## Activity
Could you please reproduce all the records below exactly, leaving out the images?

▼

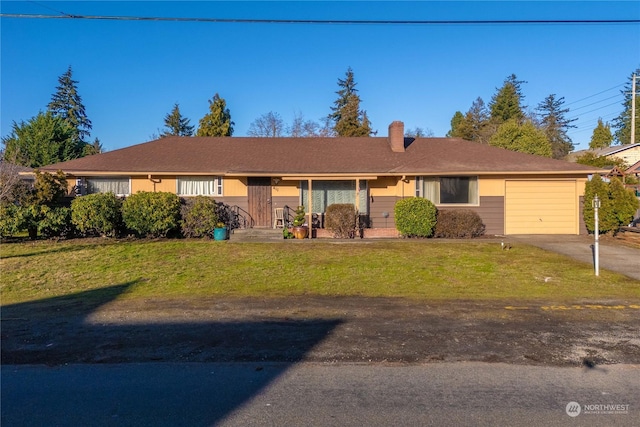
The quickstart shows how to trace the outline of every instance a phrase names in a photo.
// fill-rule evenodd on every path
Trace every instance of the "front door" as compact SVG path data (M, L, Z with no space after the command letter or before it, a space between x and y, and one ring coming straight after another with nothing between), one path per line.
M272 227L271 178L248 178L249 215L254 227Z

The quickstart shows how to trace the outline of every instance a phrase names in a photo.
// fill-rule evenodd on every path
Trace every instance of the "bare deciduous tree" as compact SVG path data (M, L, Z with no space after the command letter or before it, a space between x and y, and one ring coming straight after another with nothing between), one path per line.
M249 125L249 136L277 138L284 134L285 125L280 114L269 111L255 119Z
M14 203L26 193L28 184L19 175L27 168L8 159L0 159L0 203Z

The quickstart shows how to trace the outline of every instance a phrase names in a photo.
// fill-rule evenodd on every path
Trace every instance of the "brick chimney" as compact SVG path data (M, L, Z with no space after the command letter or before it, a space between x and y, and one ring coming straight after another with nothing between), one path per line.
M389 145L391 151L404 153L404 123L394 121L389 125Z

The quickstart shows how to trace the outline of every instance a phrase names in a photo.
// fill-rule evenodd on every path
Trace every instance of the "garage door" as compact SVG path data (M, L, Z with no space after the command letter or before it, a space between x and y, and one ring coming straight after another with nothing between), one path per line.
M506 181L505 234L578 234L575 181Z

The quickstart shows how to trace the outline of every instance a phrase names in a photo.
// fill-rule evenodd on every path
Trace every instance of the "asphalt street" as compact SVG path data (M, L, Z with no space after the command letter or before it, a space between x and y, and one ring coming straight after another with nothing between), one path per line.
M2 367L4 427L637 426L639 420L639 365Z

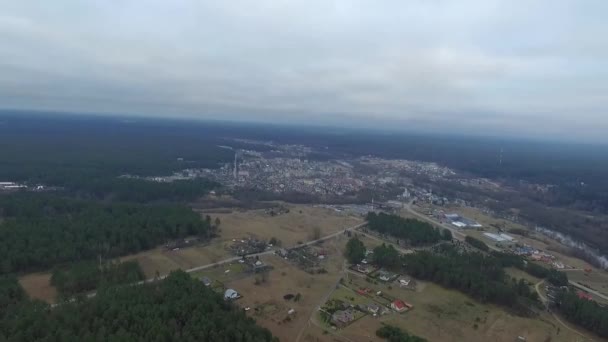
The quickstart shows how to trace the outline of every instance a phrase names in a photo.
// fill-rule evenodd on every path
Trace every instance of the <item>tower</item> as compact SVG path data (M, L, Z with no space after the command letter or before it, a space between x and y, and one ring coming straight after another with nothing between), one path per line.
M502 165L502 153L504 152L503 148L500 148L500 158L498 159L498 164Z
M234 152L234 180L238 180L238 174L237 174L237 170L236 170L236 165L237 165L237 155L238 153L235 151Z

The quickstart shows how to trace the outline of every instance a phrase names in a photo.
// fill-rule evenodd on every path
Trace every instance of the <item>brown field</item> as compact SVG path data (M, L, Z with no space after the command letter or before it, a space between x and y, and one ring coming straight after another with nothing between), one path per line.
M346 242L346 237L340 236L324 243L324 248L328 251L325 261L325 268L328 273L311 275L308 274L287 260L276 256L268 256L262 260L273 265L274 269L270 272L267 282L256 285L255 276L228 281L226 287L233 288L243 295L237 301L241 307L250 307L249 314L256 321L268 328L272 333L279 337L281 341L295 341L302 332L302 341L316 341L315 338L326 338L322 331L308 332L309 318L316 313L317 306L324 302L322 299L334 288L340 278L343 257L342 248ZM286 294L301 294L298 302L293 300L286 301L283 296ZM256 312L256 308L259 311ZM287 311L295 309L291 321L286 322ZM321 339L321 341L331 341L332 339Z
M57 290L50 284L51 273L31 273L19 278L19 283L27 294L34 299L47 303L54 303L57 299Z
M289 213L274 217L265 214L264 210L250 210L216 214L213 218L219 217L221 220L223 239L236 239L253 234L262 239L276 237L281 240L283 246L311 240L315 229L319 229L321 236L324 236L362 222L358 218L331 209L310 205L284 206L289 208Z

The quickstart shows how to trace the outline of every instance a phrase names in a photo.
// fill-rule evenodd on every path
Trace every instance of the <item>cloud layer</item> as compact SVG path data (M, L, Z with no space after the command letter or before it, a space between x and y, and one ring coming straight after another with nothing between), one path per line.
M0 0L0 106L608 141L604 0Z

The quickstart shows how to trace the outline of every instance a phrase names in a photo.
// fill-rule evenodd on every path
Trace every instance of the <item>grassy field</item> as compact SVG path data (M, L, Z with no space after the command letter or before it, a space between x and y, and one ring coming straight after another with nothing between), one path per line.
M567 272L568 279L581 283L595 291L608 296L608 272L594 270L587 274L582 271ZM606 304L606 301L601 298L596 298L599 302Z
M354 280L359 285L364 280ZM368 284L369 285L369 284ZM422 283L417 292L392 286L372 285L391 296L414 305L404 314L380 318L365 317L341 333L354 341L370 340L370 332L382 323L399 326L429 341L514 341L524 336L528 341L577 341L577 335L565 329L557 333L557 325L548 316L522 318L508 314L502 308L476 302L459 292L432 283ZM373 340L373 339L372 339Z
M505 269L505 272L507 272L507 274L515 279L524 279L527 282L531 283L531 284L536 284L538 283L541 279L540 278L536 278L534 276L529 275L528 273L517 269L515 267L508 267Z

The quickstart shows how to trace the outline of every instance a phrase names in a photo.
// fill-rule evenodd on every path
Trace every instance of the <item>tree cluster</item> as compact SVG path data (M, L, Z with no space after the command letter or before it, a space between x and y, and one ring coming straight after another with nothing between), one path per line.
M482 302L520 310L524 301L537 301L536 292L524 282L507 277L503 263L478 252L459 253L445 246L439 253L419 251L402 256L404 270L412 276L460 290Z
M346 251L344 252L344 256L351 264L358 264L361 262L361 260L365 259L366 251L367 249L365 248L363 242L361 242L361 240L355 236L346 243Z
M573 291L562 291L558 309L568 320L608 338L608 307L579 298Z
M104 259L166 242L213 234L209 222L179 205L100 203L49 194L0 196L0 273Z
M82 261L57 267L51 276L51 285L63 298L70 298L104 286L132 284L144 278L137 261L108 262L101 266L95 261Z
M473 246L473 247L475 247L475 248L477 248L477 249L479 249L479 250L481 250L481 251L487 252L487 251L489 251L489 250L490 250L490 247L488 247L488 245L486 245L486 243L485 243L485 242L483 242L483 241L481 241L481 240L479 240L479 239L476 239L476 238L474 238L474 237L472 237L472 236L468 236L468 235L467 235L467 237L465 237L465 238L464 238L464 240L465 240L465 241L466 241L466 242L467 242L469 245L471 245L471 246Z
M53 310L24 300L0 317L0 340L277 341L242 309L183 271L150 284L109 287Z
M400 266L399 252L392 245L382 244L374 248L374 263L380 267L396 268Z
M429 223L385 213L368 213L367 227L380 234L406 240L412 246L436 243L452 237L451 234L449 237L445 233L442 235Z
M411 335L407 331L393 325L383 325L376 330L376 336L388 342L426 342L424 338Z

▲

## Response area
The quickstart shows how to trace the outline of every instance a phrase names in a photo.
// fill-rule evenodd on every path
Trace every instance of the "front door" as compact SVG path data (M, L, Z with no space after the command letter or before it, a space between x and y, and one ring coming straight after another with nothing between), one path per line.
M272 227L271 178L248 178L249 215L254 227Z

The quickstart shows how to trace the outline of every instance a phrase names in a photo.
// fill-rule evenodd on every path
Trace every instance of the "bare deciduous tree" as compact SVG path data (M, L, Z with no space after the command letter or before it, a space between x and y, and one ring coming straight after another with nothing between), one path per line.
M249 125L249 136L277 138L284 134L285 125L280 114L269 111L255 119Z
M14 203L26 193L28 184L19 175L27 168L8 159L0 159L0 203Z

The quickstart shows how to trace the outline of every instance a phrase names in a photo.
// fill-rule evenodd on every path
Trace every instance of the "brick chimney" as compact SVG path data (M, L, Z with no space after the command letter or before it, a space between x and y, and one ring coming straight after another with nothing between), one path per line.
M389 145L391 151L404 153L404 123L394 121L389 125Z

The quickstart shows how to trace the outline of every instance a phrase names in a photo.
// fill-rule evenodd on every path
Trace every instance of the "garage door" as compact SVG path data (M, L, Z with no space after the command letter or before it, a space between x and y, and one ring coming straight after another with nothing between), one path per line.
M506 181L505 234L578 234L575 181Z

The quickstart shows how to trace the outline of every instance a phrase names in a photo.
// fill-rule evenodd on every path
Trace every instance of the "asphalt street" as compact SVG path data (M, L, Z with no space after the command letter or before it, a space between x and y, and one ring coming straight after another with nothing between), one path per line.
M2 367L4 427L637 426L639 420L639 365Z

The quickstart shows how to trace the outline of every instance a phrase names in a photo.
// fill-rule evenodd on every path
Trace every instance of the <item>tower</item> as compact SVG path data (M, L, Z with no space after the command letter or before it, a space between x and y, and one ring coming straight after another with nothing between), one path per line.
M502 165L502 153L504 152L503 148L500 148L500 158L498 159L498 164Z
M234 152L234 180L238 180L238 174L237 174L237 170L236 170L236 165L237 165L237 155L238 153L235 151Z

The quickstart shows how to trace the outline of every instance a phrase names in a photo.
// fill-rule evenodd on every path
Trace every instance of the <item>brown field</item> as compact SVG path data (M, L, Z with no space after the command letter or before it, a space between x and y, and one ring coming straight after another with nothing between), one path per line.
M346 242L346 237L340 236L324 243L324 248L328 251L325 261L325 268L328 273L311 275L308 274L287 260L276 256L268 256L262 260L273 265L274 269L270 272L267 282L256 285L255 276L228 281L226 287L233 288L243 295L237 301L241 307L250 307L249 314L256 321L268 328L272 333L279 337L281 341L295 341L302 332L302 341L316 341L315 338L326 338L322 331L308 332L309 318L316 313L317 306L324 302L322 299L334 288L340 278L343 257L342 248ZM286 294L301 294L298 302L293 300L286 301L283 296ZM256 312L256 308L259 311ZM287 311L295 309L291 321L286 322ZM321 339L321 341L331 341L332 339Z
M57 290L50 284L51 273L31 273L19 278L19 283L27 294L34 299L47 303L54 303L57 299Z
M289 213L274 217L265 214L264 210L250 210L216 214L213 218L219 217L221 220L223 239L236 239L253 234L262 239L276 237L281 240L283 246L311 240L315 229L319 229L321 236L324 236L362 222L358 218L331 209L310 205L284 206L289 208Z

The quickstart shows how to trace the outline of every instance a phrase names in a photo.
// fill-rule evenodd on every path
Trace every instance of the <item>cloud layer</item> as compact SVG path data (M, L, Z with no space after the command letter or before it, a space between x and y, and one ring coming straight after another with nothing between), one path per line.
M0 0L0 106L608 141L604 0Z

The quickstart shows how to trace the outline of every instance a phrase names in a photo.
// fill-rule evenodd on every path
Trace every instance of the <item>grassy field</item> as compact SVG path data (M, L, Z with no space after the command letter or before it, a space between x and y, and one ring coming straight after another with nothing between), one path per line.
M567 272L568 279L581 283L595 291L608 296L608 272L594 270L587 274L582 271ZM606 304L606 301L601 298L596 298L599 302Z
M354 280L359 285L364 280ZM368 284L369 285L369 284ZM422 283L417 292L392 286L372 285L391 296L414 305L404 314L380 318L365 317L341 333L354 341L370 340L370 332L382 323L399 326L429 341L514 341L524 336L528 341L577 341L577 335L565 329L557 333L557 325L548 316L522 318L508 314L502 308L476 302L459 292L432 283ZM373 340L373 339L372 339Z
M505 269L505 272L507 272L507 274L515 279L524 279L527 282L531 283L531 284L536 284L538 283L541 279L540 278L536 278L534 276L529 275L528 273L517 269L515 267L508 267Z

The quickstart shows how to trace the outline of every instance a phrase names in a photo.
// fill-rule evenodd on every path
Trace every instance of the <item>tree cluster</item> as compact SVG path data (M, L, Z with no space after the command letter or before it, a space between x and y, and one ring coming straight after another with nothing between), one path per line.
M482 302L520 310L524 301L537 301L536 292L524 282L507 277L503 263L478 252L459 253L445 246L439 253L419 251L402 256L404 270L412 276L460 290Z
M346 251L344 252L344 256L351 264L358 264L361 262L361 260L365 259L366 251L367 249L365 248L363 242L361 242L361 240L355 236L346 243Z
M573 291L562 291L558 309L568 320L608 338L608 307L579 298Z
M104 259L166 242L213 234L209 222L179 205L100 203L49 194L0 196L0 273Z
M82 261L57 267L51 276L51 285L63 298L70 298L104 286L132 284L144 278L137 261L108 262L101 266L95 261Z
M473 246L473 247L475 247L475 248L477 248L477 249L479 249L479 250L481 250L481 251L487 252L487 251L489 251L489 250L490 250L490 247L488 247L488 245L486 245L486 243L485 243L485 242L483 242L483 241L481 241L481 240L479 240L479 239L476 239L476 238L474 238L474 237L472 237L472 236L468 236L468 235L467 235L467 237L465 237L465 238L464 238L464 240L465 240L465 241L466 241L466 242L467 242L469 245L471 245L471 246Z
M53 310L24 300L0 317L0 340L277 341L242 309L183 271L150 284L109 287Z
M400 266L399 252L392 245L382 244L374 248L374 263L380 267L396 268Z
M429 223L385 213L368 213L367 227L380 234L406 240L412 246L436 243L452 237L451 234L449 237L445 233L442 235Z
M411 335L407 331L393 325L383 325L376 330L376 336L388 342L426 342L424 338Z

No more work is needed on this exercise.